EXERCISE AIM: Write out the listing below line for line, without changing a single character.

<<<<

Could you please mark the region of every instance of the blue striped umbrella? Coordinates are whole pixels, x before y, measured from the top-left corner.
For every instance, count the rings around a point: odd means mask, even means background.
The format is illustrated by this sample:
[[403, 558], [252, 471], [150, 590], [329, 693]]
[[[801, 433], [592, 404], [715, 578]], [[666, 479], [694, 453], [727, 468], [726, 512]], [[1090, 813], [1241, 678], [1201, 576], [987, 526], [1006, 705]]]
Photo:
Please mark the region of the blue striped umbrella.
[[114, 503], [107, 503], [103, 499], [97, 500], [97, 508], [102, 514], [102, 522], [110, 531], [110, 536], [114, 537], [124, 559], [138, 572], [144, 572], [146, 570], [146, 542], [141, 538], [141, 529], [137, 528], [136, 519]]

>>>>

THE ANSWER:
Could you please mark the region of every instance of the blue striped umbrella? Coordinates are whole pixels, x before y, measured from the top-left corner.
For every instance, count the rings around a point: odd means mask, even means background.
The format is illustrated by this sample:
[[403, 558], [252, 471], [150, 590], [329, 693]]
[[[801, 433], [592, 404], [715, 578]], [[666, 479], [694, 453], [727, 468], [726, 512]], [[1090, 813], [1241, 678], [1201, 576], [987, 526], [1006, 705]]]
Photo:
Please mark the region of the blue striped umbrella.
[[114, 503], [107, 503], [103, 499], [97, 500], [97, 508], [102, 514], [102, 522], [110, 531], [110, 536], [114, 537], [124, 559], [138, 572], [144, 572], [146, 570], [146, 542], [141, 538], [141, 529], [137, 528], [136, 519]]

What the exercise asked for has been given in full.